Raw data:
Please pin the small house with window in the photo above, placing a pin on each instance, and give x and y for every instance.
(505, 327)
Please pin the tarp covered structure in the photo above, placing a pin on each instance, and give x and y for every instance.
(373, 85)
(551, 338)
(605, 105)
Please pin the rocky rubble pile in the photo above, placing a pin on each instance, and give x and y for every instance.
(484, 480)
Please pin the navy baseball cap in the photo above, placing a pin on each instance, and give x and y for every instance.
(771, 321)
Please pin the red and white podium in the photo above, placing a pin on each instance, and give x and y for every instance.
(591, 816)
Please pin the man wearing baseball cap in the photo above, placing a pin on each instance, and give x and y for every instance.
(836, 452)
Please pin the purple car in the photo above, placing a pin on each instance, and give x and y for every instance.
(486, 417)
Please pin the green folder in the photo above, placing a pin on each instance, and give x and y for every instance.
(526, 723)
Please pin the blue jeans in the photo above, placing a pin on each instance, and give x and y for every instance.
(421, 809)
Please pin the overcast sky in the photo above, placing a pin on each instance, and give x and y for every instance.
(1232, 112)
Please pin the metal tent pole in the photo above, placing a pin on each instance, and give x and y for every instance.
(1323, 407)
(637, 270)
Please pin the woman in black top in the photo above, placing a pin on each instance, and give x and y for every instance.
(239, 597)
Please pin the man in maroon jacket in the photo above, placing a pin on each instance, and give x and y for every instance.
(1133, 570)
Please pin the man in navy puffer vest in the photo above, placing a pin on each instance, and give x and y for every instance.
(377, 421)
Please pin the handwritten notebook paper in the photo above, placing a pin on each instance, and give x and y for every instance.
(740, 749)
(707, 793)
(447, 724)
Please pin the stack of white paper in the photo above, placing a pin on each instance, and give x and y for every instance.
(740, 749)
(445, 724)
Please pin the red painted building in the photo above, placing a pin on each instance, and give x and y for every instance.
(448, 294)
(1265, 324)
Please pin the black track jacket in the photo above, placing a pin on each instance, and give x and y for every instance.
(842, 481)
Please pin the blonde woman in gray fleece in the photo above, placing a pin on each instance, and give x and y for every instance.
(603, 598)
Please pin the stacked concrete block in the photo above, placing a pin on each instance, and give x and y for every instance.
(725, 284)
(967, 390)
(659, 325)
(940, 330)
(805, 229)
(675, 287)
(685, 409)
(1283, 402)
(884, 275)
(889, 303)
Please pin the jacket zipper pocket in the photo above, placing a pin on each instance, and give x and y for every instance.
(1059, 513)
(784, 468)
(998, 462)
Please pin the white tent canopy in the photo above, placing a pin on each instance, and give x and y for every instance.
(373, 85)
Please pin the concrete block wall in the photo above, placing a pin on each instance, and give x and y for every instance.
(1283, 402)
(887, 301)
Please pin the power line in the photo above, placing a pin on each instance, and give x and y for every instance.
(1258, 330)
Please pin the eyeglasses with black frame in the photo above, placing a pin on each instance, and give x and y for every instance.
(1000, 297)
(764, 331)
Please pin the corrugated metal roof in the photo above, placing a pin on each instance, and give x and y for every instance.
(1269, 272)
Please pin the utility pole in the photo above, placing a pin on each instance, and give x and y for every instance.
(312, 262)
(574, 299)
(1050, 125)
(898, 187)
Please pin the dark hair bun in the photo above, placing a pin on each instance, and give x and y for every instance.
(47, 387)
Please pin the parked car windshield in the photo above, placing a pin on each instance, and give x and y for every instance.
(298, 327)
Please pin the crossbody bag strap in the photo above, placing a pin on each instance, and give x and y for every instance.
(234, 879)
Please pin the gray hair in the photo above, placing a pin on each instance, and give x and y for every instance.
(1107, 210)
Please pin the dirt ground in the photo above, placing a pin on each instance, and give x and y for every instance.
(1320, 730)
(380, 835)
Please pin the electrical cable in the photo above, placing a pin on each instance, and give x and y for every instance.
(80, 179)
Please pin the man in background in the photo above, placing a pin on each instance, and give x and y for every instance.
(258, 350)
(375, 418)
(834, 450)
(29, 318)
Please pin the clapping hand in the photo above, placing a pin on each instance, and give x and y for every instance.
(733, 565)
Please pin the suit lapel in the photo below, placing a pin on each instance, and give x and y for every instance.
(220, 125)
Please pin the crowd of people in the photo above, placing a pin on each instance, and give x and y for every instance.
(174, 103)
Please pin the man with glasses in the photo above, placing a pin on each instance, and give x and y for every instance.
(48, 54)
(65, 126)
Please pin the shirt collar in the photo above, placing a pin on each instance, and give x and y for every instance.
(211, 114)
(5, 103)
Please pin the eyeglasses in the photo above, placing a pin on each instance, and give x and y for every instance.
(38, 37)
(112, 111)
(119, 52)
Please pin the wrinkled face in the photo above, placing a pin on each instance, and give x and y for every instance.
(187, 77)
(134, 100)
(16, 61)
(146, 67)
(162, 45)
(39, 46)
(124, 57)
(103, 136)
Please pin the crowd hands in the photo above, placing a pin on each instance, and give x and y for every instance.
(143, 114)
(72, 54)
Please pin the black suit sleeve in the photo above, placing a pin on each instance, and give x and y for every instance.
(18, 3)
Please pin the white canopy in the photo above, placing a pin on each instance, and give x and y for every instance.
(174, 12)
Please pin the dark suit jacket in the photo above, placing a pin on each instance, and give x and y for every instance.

Aim of the exercise:
All of the material must appear again, exactly as given.

Answer:
Please pin the small house with window in the photo above, placing a pin on each instance, and give x and y for every instance.
(505, 327)
Please pin the tarp covered structure in the photo above, placing a pin on each instance, and give x and y for every instance.
(373, 85)
(551, 338)
(605, 105)
Please pin the rocky rubble pile in the photo above, placing a pin on each instance, and give x and y for every instance.
(484, 480)
Please pin the navy baseball cap in the photo above, placing a pin on each instance, and give x and y for every instance.
(771, 321)
Please pin the red and white podium in the photo above, placing a pin on each instance, and give x and y for every instance.
(591, 816)
Please pin the man wearing baseball cap in the photo above, placing a pin on each instance, and give x and y for every instance.
(836, 452)
Please pin the purple car in the photo above, placing a pin on each instance, and give x and y for every instance.
(486, 417)
Please pin the green folder in the photo above, placing a pin on each instance, and give x and y for every instance.
(526, 723)
Please pin the blue jeans in the photo above, placing a pin on each instance, and give x and y for every instance.
(421, 809)
Please pin the overcast sky in the photo above, placing a pin on each instance, and give x and y for every instance.
(1232, 112)
Please pin the metal tent pole in the photo above, placing a pin on each instance, and give x and y for every instance.
(1323, 407)
(637, 270)
Please pin the woman in black top in the photo above, placing a pin on each instance, and give x and y for every instance.
(239, 597)
Please pin the man in maroon jacket in the photo above, placing a pin on each instance, and give x and y for every instance.
(1133, 570)
Please pin the man in navy puffer vest in the photo above, placing a pin on each instance, and give x and y for every instance.
(377, 421)
Please pin the handwritten notebook paper in the photo above, placing a pin on each instance, and give x and y for every instance.
(740, 749)
(707, 793)
(447, 724)
Please pin the stack of white paper in the photo above, placing a pin on each instance, and give x and y for every instance.
(740, 749)
(445, 724)
Please pin the red painted building in the photo above, placing a pin on each instance, and give x and y for every instance.
(448, 294)
(1265, 324)
Please pin the black track jacket in the photo above, placing a pin on each instance, and give x and y for every instance.
(842, 481)
Please pin the blonde woman in gray fleece in the photo above, placing a pin on each instance, and give x and y for every instance.
(603, 598)
Please pin the stacked concrete block in the photo above, placing a pin on each instance, and give x and y for every instance.
(725, 284)
(967, 390)
(659, 325)
(940, 330)
(805, 229)
(675, 287)
(685, 409)
(1283, 402)
(884, 275)
(889, 303)
Please pin the jacket zipper pocket in the photo above, placing a pin on each instance, and give x and y for every instance.
(1059, 513)
(784, 468)
(998, 462)
Please pin the white tent canopy in the photo above, placing a pin on each instance, and give x and y for every instance.
(373, 85)
Please pin the concrete block wall in the photo above, placing a pin on each instance, and give x and y for every instance.
(1283, 402)
(887, 301)
Please pin the power line in the photo above, placing a pin on each instance, and give x and y for every instance.
(1258, 330)
Please pin the eyeglasses with black frame in the photo above, placing a pin on each instance, and give x and y for every instance.
(1000, 297)
(764, 331)
Please pin the corrugated metal roof in the photo above, placing a pin on each instance, and give x and y for every instance.
(1269, 272)
Please pin the utility pole in the photo above, placing a pin on each instance, and give x and y for every instance.
(312, 262)
(574, 299)
(1050, 125)
(898, 187)
Please pin the dark hair bun in the photo above, placing a pin on each instance, and give x and y for every instance.
(47, 387)
Please pin the parked car windshield in the photo above, placing a pin on each instance, and give x and y for every instance.
(298, 327)
Please pin the crossbody bag strap in the photo above, placing a pin on each instance, and give x and y for every instance.
(234, 879)
Please pin the gray hair in the photo above, placing a pin on each instance, and give x and y for every instance.
(1107, 210)
Please pin the dirt ground in the photo above, placing a pin on each instance, and give x and y for every instance.
(1320, 730)
(380, 835)
Please pin the electrical cable in the photo above, placing a pin on each instance, and give x and y for every instance.
(80, 179)
Please pin the man in background in the photo above, placing a pin on each instance, and give x and y for every instance.
(258, 350)
(375, 418)
(834, 450)
(29, 318)
Please pin the clapping hand in the photo above, placing a pin on each instance, and give x and y for every instance.
(733, 565)
Please pin the suit lapel in the photo below, placing a pin on each instance, and give x and y for every instance.
(220, 125)
Please pin the crowd of people in the photo above, placing a pin on each instance, and give x and y for every instance.
(174, 103)
Please pin the man with glasses in the photo above, placing a pin on each instance, and give x and y for every instance.
(48, 54)
(65, 126)
Please pin the shirt collar in the photo above, placing a pin on each instance, and give x and y for every instance.
(211, 114)
(5, 103)
Please pin the eyeglasses in the photo above, placing a pin on each instance, and give x and y for every instance.
(38, 37)
(112, 111)
(119, 52)
Please pin the wrinkled face in the photo above, placing a pin on each instance, and give x and y for every instance.
(187, 77)
(134, 100)
(16, 61)
(146, 67)
(162, 45)
(39, 46)
(124, 57)
(103, 136)
Please pin the crowd hands in the photo above, placing a pin on each instance, and give x and y for every instance.
(143, 114)
(72, 54)
Please pin the black suit sleeve in the photo above, placing a pin on each instance, and give x and y for every instance.
(18, 3)
Please pin the white canopy in the photo above, placing a pin on each instance, and give x and y for every instance.
(174, 12)
Please pin the dark suit jacket in the photo above, placing a pin on each instance, and give x and y for every instance.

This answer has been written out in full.